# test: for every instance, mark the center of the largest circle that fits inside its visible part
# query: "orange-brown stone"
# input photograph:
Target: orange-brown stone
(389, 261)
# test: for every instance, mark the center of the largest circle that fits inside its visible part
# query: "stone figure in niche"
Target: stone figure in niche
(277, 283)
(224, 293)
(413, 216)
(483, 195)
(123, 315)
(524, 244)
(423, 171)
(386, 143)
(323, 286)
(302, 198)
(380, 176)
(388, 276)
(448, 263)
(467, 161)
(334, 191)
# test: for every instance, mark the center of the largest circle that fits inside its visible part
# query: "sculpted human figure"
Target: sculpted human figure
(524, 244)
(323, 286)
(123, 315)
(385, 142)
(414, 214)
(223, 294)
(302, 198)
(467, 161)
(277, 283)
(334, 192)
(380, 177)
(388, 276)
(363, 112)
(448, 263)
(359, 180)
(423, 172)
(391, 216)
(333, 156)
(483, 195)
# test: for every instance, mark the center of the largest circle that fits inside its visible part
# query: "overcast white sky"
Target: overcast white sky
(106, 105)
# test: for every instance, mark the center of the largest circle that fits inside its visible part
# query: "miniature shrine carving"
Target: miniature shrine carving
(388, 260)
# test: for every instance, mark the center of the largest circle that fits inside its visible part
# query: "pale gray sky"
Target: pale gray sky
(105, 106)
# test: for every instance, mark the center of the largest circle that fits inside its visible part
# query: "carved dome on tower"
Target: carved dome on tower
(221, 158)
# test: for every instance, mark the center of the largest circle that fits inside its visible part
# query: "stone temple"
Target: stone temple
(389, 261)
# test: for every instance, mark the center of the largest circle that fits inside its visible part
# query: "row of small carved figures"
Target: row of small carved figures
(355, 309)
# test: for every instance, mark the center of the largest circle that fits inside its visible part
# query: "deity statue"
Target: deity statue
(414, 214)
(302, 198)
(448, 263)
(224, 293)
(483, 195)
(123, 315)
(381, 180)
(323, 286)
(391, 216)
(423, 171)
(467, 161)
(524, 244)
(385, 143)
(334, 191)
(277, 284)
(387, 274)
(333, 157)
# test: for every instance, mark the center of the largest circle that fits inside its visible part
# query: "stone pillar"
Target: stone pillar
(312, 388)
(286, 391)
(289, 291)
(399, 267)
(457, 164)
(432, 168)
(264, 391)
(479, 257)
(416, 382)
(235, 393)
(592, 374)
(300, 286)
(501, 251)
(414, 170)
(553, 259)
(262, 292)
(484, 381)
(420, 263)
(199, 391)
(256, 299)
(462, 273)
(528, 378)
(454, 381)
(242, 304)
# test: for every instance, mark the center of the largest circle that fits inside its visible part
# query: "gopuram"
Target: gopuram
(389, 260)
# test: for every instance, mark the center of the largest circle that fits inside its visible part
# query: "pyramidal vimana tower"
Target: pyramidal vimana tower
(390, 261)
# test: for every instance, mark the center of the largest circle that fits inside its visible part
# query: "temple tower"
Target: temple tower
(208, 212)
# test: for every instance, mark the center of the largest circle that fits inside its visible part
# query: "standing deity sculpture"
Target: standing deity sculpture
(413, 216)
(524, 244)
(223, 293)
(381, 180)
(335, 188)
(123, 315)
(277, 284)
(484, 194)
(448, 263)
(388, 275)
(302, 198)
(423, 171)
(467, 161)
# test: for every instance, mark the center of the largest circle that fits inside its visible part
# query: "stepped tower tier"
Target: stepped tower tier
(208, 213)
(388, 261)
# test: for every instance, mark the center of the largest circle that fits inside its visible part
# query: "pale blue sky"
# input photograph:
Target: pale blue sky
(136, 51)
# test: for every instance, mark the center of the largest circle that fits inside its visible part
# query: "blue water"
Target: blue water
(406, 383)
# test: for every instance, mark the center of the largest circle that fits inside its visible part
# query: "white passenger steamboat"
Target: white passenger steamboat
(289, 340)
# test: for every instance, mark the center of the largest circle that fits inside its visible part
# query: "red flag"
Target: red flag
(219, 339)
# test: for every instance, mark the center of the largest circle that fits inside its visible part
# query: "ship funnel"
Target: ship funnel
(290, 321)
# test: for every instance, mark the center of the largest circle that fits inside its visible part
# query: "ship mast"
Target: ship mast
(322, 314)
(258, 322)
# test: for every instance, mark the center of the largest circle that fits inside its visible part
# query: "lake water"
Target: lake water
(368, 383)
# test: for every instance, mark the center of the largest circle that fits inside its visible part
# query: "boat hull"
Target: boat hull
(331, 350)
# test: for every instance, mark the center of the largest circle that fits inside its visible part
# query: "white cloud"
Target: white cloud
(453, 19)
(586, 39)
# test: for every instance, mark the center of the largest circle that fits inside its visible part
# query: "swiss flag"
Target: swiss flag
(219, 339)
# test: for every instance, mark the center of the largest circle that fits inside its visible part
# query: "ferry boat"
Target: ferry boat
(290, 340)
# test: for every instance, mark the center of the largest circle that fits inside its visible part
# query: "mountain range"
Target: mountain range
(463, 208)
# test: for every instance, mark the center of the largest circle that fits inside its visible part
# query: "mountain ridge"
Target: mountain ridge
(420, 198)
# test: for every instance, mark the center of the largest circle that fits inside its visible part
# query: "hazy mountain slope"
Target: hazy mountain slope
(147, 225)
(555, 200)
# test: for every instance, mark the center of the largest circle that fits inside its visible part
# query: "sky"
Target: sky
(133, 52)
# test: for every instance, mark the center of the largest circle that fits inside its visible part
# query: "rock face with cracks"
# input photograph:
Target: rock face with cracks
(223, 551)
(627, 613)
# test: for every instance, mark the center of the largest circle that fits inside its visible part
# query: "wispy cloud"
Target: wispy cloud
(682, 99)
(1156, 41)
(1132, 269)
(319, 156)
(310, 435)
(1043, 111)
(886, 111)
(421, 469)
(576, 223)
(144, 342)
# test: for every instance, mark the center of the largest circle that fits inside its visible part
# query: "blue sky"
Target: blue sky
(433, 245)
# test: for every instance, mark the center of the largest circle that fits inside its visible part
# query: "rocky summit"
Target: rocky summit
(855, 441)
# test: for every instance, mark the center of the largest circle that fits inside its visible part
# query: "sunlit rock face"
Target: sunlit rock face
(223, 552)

________________

Work to do -> Copy out each line exactly.

Right answer ->
# test: for every instance, mark the center of the largest circle that fits inside its visible part
# query: "orange-brown stone"
# input photograph:
Target: orange-brown stone
(389, 261)
# test: for every instance, mark the center of the largest circle that fits inside its visible part
# query: "stone figure in niche"
Target: stone figure in niche
(277, 283)
(224, 293)
(413, 216)
(483, 195)
(123, 315)
(524, 244)
(423, 171)
(386, 143)
(323, 286)
(302, 198)
(380, 176)
(388, 276)
(448, 263)
(467, 161)
(334, 191)
# test: for every instance, mark the center of the largest circle that fits inside its visible part
# query: "sculpted human figure"
Target: sculpted human figure
(524, 244)
(323, 286)
(123, 315)
(385, 142)
(414, 214)
(223, 294)
(302, 198)
(467, 161)
(277, 283)
(334, 192)
(380, 177)
(388, 276)
(363, 112)
(448, 263)
(359, 180)
(423, 172)
(391, 216)
(333, 156)
(483, 195)
# test: for every instance, mark the center of the largest circle that fits inside its visible part
# query: "overcast white sky"
Target: overcast white sky
(106, 105)
# test: for every instance, mark the center of the largest circle that fits inside its visible part
# query: "miniature shrine carving"
Target: miniature shrine carving
(388, 260)
# test: for every instance, mark the center of the largest circle that fits inside its visible part
# query: "pale gray sky"
Target: pale gray sky
(105, 106)
# test: for every instance, mark the center of the largest circle that fits inside its visible part
# query: "carved dome on tower"
Target: carved dome on tower
(221, 158)
# test: for every instance, mark the center of the largest circle that fits inside its visible part
# query: "stone temple"
Target: stone temple
(389, 261)
# test: for every instance, mark the center of the largest circle that fits inside its visible part
# query: "row of small carved figures"
Target: row of small carved figures
(355, 309)
# test: for every instance, mark the center of the largest circle that fits inside its visible part
# query: "deity statue"
Target: deity statue
(414, 214)
(302, 198)
(448, 263)
(224, 293)
(483, 195)
(123, 315)
(381, 180)
(323, 286)
(391, 216)
(423, 171)
(467, 161)
(524, 244)
(385, 143)
(334, 191)
(277, 284)
(387, 274)
(333, 157)
# test: for every instance, mark the center of the largest circle that fits inside its visible part
# query: "stone pillar"
Target: stone pillar
(312, 388)
(286, 391)
(289, 291)
(399, 267)
(457, 164)
(432, 168)
(264, 391)
(479, 257)
(416, 382)
(235, 393)
(592, 374)
(300, 286)
(501, 251)
(414, 170)
(553, 259)
(262, 292)
(484, 381)
(420, 263)
(199, 391)
(256, 299)
(462, 273)
(528, 378)
(454, 381)
(242, 304)
# test: for every instance, mark the center of the largest circle that fits inside its visible part
# query: "gopuram"
Target: gopuram
(389, 260)
# test: for every instance, mark the center of the largest circle that fits inside its visible part
# query: "pyramidal vimana tower"
Target: pyramidal vimana tower
(390, 261)
# test: for every instance, mark the center of the largest circle that fits inside its visible part
# query: "temple tower"
Target: temple tower
(208, 212)
# test: for every instance, mark the center of the largest circle that fits inside its visible part
# query: "standing deity sculpture"
Target: standing deity sculpture
(413, 216)
(524, 244)
(223, 293)
(381, 180)
(335, 188)
(123, 315)
(277, 284)
(484, 194)
(448, 263)
(388, 275)
(302, 198)
(423, 171)
(467, 161)
# test: for every instance, mark the center of the largest circle that fits inside its visible part
# query: "stepped tower tier"
Target: stepped tower tier
(208, 213)
(388, 261)
# test: for every instance, mark the center of the largest circle that fits inside its visible part
# query: "pale blue sky"
# input photograph:
Target: pale blue sky
(136, 51)
# test: for every instance, mark the center of the largest circle that fits inside its visible part
# query: "blue water"
Target: blue water
(406, 383)
# test: for every instance, mark the center of the largest circle that fits inside its visible part
# query: "white passenger steamboat"
Target: white passenger steamboat
(289, 340)
# test: for every instance, mark the center of the largest circle that fits inside its visible part
# query: "red flag"
Target: red flag
(219, 339)
# test: for every instance, mark the center of the largest circle that fits inside its visible part
# query: "ship funnel"
Target: ship funnel
(290, 321)
# test: for every instance, mark the center of the largest circle that fits inside its visible part
# query: "ship mast"
Target: ship mast
(322, 314)
(258, 322)
# test: for every instance, mark the center of the largest circle that fits inside its visible part
# query: "lake water"
Target: lake water
(368, 383)
# test: for every instance, mark the center of the largest circle that fits inside its visible part
# query: "boat hull"
Target: boat hull
(331, 350)
# test: for every instance, mark the center of the largest circle that fits inside its visible part
# query: "white cloud"
Target: white cloud
(453, 19)
(586, 39)
# test: for every instance, mark the center of the largest circle that fits inside its visible part
# query: "swiss flag"
Target: swiss flag
(219, 339)
# test: for every instance, mark the center of the largest circle that fits inside its visible part
# query: "ferry boat"
Target: ferry boat
(290, 340)
# test: for every instance, mark the center of the largest circle that fits inside its visible part
# query: "mountain range"
Target: mountain range
(463, 208)
# test: for every instance, mark the center of the largest circle that fits inside its visible part
# query: "mountain ridge"
Target: mountain ridge
(420, 198)
# test: for every instance, mark the center of the largest circle that fits inside its visible part
# query: "hazy mountain slope"
Target: hazy mountain slope
(147, 225)
(555, 200)
# test: for every instance, mark the center of the largest circle that fits inside its visible part
# query: "sky"
Target: sky
(133, 52)
# test: for every instance, mark the center of the largest circle that fits inside its visible part
# query: "rock face with cracks"
# input photograph:
Target: rock face with cracks
(223, 551)
(627, 613)
# test: for every instance, mark the center of the largest circle that fits inside its visible part
# query: "wispy cloud"
Target: wispy cloud
(682, 99)
(1156, 41)
(1132, 269)
(319, 156)
(310, 435)
(1043, 111)
(886, 111)
(421, 469)
(576, 223)
(144, 342)
# test: for every instance, mark the center of the largest circle that fits inside its visible part
# query: "blue sky"
Target: blue sky
(433, 245)
# test: for every instance, mark the center of the largest circle that fits inside its visible part
# query: "rocky summit"
Target: rocky summit
(855, 441)
# test: for every instance, mark the center of the largest circle that fits inside its visible part
# query: "sunlit rock face"
Target: sunlit rock face
(223, 552)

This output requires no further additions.